=== SELECTED PASSAGE ===
************
We did try a small vegetable patch when we just moved in, but the ground was so poor and the tomatoes that grew were awful and couldn’t be eaten. I didn’t have any knowledge of anything ‘garden’ at all then. My husband is a keen gardener and has green fingers, but he was really busy at the time, so he wasn’t really able to spend much time in the garden either.

Then, one hot summer day, I was looking at the small ‘courtyard’ garden through the burglar barred window of our room, and thought, no more. I shall plant, and  I shall plant now.  The only thing growing in the garden at the time was lavender. We decided to plant lavender everywhere as it was the only thing loving the sandy soil (that was not retaining any moisture whatsoever), that didn’t need a lot of watering.

So, on this specific day, I was looking at one of the lavender bushes in one of the beds that had died. I grabbed a spade and fork and dug it out. Lots of sweat and blistered hands followed but I was determined. One does not simply dig out a lavender bush that has been established for some years.
************
=== REQUIRED ACTIONS ===
[1] Answer these questions about the garden passage:
(a) What was the only thing growing in the garden at the time?
(b) Why was the husband unable to spend much time in the garden?
(c) Which tools were grabbed to dig out the dead lavender bush?
[2] Take the garden passage further, writing on from the point where it stops.

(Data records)
************
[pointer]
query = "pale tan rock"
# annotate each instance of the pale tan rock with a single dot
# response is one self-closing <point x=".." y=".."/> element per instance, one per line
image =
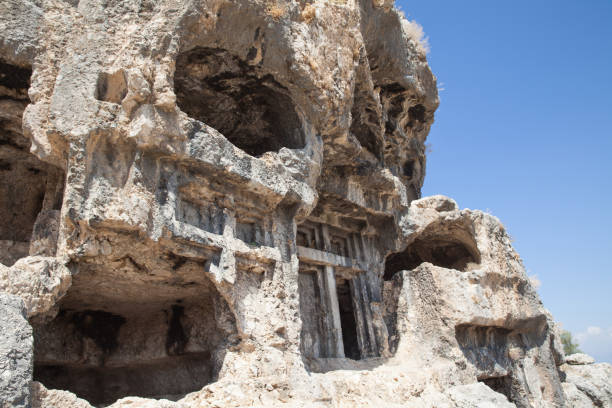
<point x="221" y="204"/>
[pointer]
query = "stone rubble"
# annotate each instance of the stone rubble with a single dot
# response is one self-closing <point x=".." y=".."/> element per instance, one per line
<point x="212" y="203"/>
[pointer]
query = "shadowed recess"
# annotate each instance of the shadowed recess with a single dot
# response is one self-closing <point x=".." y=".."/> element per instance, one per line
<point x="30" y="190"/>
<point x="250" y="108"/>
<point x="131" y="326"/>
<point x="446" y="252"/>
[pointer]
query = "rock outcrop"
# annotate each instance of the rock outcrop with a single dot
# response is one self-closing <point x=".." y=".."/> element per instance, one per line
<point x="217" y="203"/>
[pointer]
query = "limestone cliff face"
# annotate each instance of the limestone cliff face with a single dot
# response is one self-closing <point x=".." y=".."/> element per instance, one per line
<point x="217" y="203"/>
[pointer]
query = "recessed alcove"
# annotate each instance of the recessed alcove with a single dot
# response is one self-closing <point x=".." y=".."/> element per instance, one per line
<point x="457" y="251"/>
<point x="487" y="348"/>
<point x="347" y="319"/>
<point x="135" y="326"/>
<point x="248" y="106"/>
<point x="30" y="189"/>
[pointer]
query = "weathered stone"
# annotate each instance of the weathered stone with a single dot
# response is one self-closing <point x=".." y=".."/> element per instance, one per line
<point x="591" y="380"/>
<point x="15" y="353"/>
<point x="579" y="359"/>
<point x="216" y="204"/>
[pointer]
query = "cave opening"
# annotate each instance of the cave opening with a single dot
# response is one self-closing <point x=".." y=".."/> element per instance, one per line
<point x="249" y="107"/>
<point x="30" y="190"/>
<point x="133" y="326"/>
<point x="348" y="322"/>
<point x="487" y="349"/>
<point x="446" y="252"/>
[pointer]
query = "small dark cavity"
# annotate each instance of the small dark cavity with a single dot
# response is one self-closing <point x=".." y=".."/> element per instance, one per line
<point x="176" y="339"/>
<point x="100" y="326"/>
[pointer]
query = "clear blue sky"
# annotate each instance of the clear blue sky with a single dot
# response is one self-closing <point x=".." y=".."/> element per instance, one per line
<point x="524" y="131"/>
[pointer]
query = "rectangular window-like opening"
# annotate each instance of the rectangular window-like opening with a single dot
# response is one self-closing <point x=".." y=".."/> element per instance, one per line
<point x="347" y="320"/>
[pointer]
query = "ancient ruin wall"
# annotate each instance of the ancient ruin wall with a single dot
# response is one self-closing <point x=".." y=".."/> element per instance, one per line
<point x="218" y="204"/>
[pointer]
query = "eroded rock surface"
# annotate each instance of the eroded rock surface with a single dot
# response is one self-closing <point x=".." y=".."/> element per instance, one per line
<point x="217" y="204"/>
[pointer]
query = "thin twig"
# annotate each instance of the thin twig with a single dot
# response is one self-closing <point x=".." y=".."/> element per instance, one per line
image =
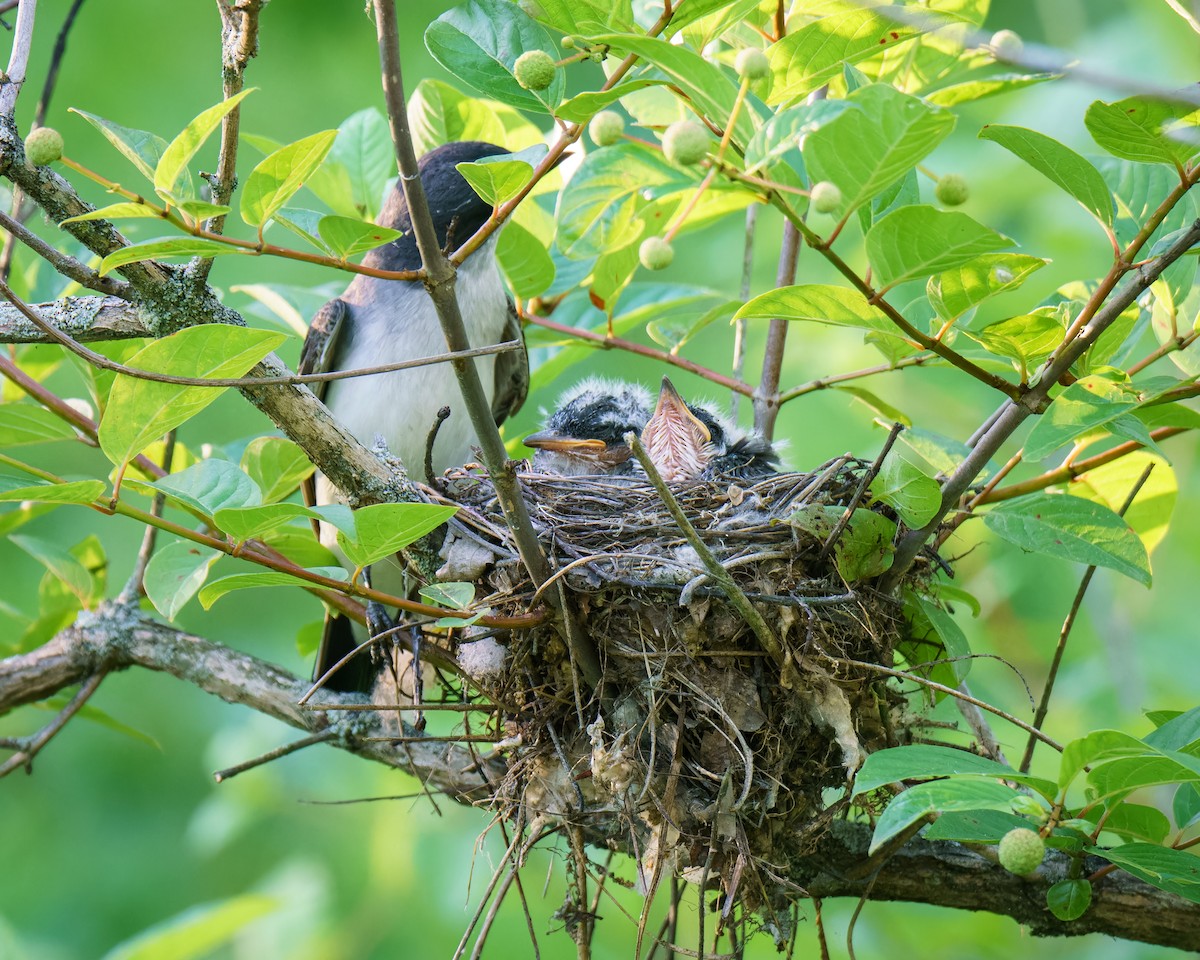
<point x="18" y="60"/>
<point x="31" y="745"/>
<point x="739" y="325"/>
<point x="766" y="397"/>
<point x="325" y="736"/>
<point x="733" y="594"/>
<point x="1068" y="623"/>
************
=== PER-TASK ANSWERS ===
[1]
(a) Lavender.
(b) He was really busy at the time.
(c) A spade and a fork.

[2]
The following day I took photos of my garden beds (which were now empty) and drove to a nearby nursery, which specialises in exotic plants. The lady was eager to help me plan my garden, but the moment she saw what my ground looked like, she sent me away with four bags of chicken manure. She refused to sell me any plants, as she said they would only die due to my poor ground condition. And so started my relationship with ground. I followed her instructions and had to wait three weeks for the manure to do it’s job. But it was so worth it. I planted clivias, yesterday-today-and-tomorrow, a geranium and a hydrangea. I then pulled out Jane’s Delicious Garden, which I had received as a gift but up until then it had only served as a pretty coffee table book. From the the first chapter, I was hooked. I started reading the book from beginning to end, underlining and researching.

I started a compost heap in the corner of the garden and attempted growing my first vegetables. Well, you can’t really call them vegetables. They were leafy things, like herbs, spinach, kale and lettuce. But they grew beautifully.

And then, I found the first one: AN EARTHWORM.  Now, before, I thought earthworms were mainly used for fishing purposes. But the moment I found the first earthworm in my garden bed, I knew I was doing something right. Because I had learned that: Earthworms = beautiful nutritious soil = healthy delicious leaves.

I planted 2l bottles in the ground as a DIY irrigation system. We are away a lot and it didn’t rain often. I mulched and weeded and loved the feeling of my hands in the soil.

And then we decided to move. Three months after I started my garden. It felt like I was giving up a pet I had come to love so much. But we are not city people and we couldn’t stand the city any longer. So we moved and I had I had to leave it as it was. Without ever seeing my clivias bloom, hoping that the people to follow would love gardening even more than I did. They didn’t… but no matter.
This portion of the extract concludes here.